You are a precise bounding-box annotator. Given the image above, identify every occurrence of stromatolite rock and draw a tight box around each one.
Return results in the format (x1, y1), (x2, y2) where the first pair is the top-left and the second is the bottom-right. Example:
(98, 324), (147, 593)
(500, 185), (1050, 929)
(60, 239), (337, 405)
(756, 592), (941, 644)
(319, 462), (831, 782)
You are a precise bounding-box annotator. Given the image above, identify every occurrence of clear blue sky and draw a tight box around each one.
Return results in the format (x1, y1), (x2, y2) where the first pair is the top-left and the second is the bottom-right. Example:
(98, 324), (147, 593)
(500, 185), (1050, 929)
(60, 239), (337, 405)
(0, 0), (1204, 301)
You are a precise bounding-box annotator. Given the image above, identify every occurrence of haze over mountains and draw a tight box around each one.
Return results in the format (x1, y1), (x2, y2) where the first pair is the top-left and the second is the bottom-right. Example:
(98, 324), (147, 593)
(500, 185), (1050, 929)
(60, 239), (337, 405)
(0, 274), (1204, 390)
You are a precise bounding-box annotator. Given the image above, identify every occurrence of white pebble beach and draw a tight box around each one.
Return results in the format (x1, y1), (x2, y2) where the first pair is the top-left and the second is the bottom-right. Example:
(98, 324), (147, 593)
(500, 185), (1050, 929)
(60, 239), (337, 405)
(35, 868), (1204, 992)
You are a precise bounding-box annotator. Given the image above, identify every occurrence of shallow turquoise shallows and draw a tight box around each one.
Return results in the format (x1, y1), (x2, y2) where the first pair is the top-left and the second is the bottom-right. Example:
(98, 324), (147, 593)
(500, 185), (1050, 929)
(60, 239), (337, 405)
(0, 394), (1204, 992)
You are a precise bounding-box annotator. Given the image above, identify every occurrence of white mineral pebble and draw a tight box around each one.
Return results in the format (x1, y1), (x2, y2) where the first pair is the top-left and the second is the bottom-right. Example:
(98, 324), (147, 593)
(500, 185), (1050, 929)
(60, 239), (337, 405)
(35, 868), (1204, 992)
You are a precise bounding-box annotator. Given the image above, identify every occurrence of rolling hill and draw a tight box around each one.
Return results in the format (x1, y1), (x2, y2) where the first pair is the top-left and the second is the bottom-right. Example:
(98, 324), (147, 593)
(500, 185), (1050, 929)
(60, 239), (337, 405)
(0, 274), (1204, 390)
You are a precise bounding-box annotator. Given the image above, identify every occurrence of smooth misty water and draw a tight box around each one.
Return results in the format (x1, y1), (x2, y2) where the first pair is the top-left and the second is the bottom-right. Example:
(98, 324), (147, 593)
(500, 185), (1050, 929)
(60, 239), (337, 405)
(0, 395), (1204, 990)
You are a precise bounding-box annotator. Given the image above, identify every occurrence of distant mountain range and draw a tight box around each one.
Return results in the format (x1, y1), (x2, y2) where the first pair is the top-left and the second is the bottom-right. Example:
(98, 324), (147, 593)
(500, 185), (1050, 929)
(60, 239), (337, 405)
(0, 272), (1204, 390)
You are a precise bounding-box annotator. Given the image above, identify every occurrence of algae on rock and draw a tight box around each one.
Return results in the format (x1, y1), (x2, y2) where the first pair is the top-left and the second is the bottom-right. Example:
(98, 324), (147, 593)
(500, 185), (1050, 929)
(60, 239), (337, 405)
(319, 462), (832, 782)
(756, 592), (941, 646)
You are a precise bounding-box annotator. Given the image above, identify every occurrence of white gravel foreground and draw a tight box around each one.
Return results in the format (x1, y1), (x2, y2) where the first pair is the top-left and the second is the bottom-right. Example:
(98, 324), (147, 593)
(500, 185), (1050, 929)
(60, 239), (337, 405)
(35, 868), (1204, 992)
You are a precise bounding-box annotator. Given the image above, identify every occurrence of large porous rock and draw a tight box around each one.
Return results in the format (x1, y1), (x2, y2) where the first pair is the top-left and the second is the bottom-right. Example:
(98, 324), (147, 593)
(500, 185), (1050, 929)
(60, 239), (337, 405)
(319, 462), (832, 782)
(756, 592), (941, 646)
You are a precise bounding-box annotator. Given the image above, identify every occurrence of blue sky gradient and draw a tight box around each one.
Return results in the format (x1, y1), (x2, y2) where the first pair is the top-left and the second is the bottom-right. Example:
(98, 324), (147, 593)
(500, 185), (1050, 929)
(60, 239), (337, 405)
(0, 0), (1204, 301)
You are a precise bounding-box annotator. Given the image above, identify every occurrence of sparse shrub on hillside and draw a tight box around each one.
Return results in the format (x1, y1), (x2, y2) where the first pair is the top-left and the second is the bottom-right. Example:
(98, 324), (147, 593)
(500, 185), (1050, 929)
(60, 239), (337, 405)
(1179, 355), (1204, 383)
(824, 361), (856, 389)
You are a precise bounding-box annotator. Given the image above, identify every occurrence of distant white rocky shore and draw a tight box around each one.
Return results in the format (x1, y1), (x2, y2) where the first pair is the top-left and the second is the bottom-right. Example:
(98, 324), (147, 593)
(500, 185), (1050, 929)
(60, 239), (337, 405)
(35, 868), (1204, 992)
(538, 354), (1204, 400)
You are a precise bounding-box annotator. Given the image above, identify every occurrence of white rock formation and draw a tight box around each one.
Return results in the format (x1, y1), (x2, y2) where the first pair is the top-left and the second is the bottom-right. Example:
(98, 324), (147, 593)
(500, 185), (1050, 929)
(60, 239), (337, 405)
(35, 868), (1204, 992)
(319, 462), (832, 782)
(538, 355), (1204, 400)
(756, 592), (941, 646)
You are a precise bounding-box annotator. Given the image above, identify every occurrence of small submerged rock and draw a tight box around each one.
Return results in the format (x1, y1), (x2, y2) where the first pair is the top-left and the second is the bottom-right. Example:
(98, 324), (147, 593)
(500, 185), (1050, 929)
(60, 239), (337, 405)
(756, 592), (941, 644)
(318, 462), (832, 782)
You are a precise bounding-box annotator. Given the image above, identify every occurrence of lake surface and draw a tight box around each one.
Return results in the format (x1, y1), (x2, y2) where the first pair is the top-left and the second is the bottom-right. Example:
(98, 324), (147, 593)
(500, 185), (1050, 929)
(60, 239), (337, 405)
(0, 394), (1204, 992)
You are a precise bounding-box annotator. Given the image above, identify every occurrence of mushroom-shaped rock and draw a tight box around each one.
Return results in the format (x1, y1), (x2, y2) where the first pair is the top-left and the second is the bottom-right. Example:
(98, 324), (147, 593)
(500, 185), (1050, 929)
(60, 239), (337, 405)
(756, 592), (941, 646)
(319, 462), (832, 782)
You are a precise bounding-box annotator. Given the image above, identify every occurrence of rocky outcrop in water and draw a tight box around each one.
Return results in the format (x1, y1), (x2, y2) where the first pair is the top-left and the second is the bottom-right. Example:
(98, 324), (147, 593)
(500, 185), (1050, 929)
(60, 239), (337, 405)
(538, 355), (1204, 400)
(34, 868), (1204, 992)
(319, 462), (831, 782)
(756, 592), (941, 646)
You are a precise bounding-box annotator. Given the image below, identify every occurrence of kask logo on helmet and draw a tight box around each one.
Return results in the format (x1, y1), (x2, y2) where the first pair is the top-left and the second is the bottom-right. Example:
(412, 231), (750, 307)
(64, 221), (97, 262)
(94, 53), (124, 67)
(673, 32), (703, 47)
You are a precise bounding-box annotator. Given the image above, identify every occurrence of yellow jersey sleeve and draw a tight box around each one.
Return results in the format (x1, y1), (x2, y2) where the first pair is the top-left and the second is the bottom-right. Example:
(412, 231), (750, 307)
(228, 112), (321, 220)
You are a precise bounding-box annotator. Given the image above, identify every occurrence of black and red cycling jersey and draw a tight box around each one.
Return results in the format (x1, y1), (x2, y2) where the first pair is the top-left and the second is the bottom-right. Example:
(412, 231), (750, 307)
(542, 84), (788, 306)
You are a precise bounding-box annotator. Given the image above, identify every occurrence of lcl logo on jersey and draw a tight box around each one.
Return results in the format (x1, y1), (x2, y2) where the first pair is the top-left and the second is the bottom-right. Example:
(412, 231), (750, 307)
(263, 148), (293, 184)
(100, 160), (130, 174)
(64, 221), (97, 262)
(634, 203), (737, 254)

◆ **Description of the task**
How many lines in the entries above contain the word "jersey"? Give only the number.

◆ **Worked answer**
3